§ The tasks
A - In the cube demonstration transcript, how many faces and vertices does an octahedron have?
B - Which three-dimensional solids are named in the cube demonstration transcript?

So you can visualize that quite easily. It's a square base pyramid with another one stuck underneath it. And so now you get your two fingers as the vertices of those two pyramids. And what's interesting about that is you've preserved the symmetries of the cube at the cost of doing something pretty radical, which is changing faces to vertices and vertices to faces.

The thing you pointed out if you did that was an octahedron. It has eight faces and six vertices. A cube has six faces and eight vertices. So in order to preserve the symmetries you know about of the cube, if you did that, you've done something really radical, which is changed faces for vertices and vertices for faces.

I should show you what the answer looks like. So I'm gonna step back and try and get enough light, and maybe you can see this cube. So this is a cube, and you can see that the other edges form a kind of zigzag ring around the middle. So I've got a picture of it.

So the colored rods here are the other edges of the cube, the ones that don't touch your fingertips. And your top finger's connected to the three vertices of those flaps, and your bottom finger's connected to the lowest three vertices there. And that's what a cube looks like. It's something you had no idea about.

This is just a completely different model of a cube. It's so different, I'll give it a different name. I'll call it a hexahedron. And the thing to notice is a hexahedron and a cube are just conceptually utterly different. You wouldn't even know one was the same as the other if you think about one as a hexahedron and one as a cube.

It's like the ambiguity between a tilted square and an upright diamond, but more powerful 'cause you're not familiar with it. And that's my demonstration that people really do use coordinate systems. And if you use a different coordinate system to describe things, and here I forced you to use a different coordinate system by making the diagonal be vertical and asking you to describe it relative to that vertical axis, then familiar things become completely unfamiliar.

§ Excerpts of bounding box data
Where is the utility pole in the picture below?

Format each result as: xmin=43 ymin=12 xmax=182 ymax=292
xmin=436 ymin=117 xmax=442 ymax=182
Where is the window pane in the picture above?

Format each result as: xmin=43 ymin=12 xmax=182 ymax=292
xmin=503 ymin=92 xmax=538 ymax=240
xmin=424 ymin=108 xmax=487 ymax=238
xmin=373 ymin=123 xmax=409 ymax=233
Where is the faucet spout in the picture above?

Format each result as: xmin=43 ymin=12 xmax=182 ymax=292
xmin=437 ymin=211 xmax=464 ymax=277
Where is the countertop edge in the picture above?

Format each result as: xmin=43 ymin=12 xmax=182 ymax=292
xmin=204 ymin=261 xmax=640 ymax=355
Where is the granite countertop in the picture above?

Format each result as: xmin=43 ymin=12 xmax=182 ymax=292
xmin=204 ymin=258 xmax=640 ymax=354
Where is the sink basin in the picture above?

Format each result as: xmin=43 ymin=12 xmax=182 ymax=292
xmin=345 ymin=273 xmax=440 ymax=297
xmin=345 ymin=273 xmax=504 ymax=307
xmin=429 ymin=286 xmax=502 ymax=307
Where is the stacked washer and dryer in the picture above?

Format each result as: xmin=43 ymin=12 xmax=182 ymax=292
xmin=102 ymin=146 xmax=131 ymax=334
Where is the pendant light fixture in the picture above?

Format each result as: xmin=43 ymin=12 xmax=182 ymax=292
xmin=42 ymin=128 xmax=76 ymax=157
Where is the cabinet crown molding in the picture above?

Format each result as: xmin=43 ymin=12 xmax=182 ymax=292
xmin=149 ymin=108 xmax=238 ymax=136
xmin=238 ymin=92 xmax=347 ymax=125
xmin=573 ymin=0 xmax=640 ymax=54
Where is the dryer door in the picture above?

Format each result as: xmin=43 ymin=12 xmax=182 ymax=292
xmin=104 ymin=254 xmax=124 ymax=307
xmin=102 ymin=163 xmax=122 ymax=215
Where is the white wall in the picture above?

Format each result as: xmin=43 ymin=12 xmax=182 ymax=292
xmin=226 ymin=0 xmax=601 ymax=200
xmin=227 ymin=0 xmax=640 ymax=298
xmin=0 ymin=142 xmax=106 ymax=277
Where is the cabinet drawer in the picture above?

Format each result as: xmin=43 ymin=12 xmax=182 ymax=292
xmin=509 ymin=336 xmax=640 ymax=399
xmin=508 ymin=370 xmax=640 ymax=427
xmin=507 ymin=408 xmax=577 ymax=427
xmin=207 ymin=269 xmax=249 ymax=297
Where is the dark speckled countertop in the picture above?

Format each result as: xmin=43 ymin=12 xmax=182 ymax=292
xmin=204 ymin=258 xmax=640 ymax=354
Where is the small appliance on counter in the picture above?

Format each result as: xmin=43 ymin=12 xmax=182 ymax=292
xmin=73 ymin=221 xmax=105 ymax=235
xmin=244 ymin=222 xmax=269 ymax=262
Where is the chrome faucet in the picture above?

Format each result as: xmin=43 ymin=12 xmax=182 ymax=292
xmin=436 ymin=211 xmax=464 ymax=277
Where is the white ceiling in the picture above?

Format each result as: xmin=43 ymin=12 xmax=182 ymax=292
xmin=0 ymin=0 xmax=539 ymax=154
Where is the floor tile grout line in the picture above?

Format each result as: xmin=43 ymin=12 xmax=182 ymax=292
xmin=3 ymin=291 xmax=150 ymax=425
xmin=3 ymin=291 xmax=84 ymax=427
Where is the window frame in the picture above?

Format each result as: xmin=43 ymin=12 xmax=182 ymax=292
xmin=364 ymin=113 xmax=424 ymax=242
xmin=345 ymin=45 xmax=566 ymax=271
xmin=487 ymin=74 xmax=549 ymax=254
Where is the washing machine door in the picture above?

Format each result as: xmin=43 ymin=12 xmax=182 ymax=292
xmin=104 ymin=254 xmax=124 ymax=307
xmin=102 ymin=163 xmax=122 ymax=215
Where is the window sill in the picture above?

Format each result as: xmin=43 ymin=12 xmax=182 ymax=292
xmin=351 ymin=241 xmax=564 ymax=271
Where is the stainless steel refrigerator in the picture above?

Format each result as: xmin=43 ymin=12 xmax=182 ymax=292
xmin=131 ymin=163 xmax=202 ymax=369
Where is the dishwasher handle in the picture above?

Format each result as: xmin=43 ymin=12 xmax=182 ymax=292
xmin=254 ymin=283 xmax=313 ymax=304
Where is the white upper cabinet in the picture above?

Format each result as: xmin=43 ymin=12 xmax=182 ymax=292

§ Expected outputs
A - An octahedron has eight faces and six vertices.

B - Square base pyramid, octahedron, cube, hexahedron